[Saved entries]

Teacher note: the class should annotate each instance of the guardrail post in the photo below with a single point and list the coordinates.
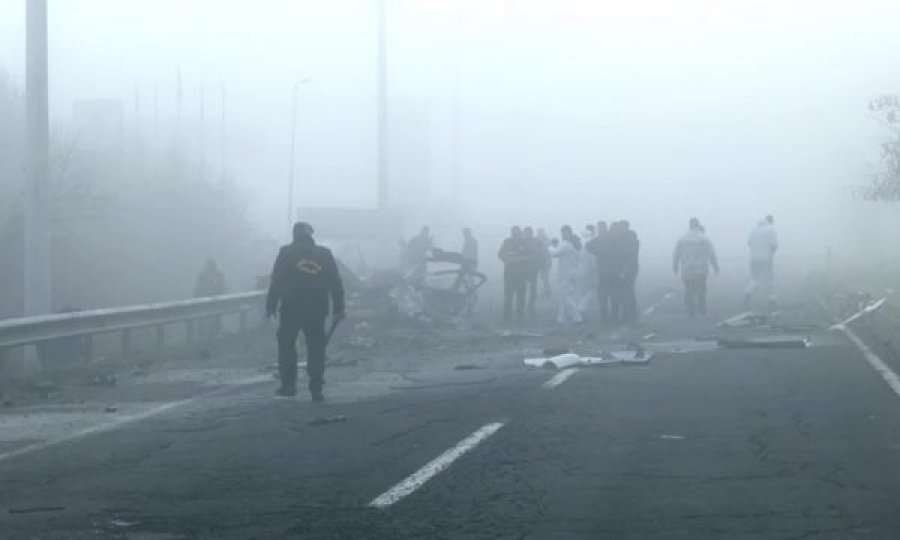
(126, 341)
(242, 321)
(161, 336)
(88, 345)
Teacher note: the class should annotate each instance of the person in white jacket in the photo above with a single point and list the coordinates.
(763, 244)
(693, 256)
(567, 252)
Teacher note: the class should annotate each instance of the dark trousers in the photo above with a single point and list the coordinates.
(624, 303)
(313, 327)
(695, 295)
(606, 289)
(515, 285)
(531, 287)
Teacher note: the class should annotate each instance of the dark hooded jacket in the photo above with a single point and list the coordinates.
(305, 276)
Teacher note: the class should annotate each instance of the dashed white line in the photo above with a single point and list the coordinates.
(416, 480)
(560, 378)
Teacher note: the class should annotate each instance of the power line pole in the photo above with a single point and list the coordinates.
(290, 212)
(222, 136)
(383, 166)
(37, 219)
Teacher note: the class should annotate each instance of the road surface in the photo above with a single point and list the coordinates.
(706, 443)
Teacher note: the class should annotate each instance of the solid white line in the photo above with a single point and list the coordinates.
(124, 420)
(868, 309)
(889, 376)
(560, 378)
(438, 464)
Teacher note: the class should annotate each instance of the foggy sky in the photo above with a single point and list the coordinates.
(570, 110)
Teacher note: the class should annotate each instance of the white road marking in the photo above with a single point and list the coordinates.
(416, 480)
(125, 420)
(652, 308)
(889, 376)
(560, 378)
(868, 309)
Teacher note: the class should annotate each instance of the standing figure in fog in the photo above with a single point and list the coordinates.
(763, 244)
(567, 251)
(514, 255)
(304, 278)
(546, 262)
(694, 255)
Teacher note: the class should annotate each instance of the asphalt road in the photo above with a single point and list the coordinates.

• [Aim of the task]: Can you reproduce the listing from the line containing "of the standing" through its end, inclusive, swapping "the class" for "the students" and keeping everything else the same?

• [Answer for the task]:
Teacher note: the students should annotate each instance of the standing figure in fog in the photo above with a single point and list the coordinates.
(763, 244)
(567, 251)
(514, 255)
(304, 278)
(546, 262)
(694, 255)
Teacher note: the students should annotate each instance of the asphalt road in the photo above with a single point and list the coordinates.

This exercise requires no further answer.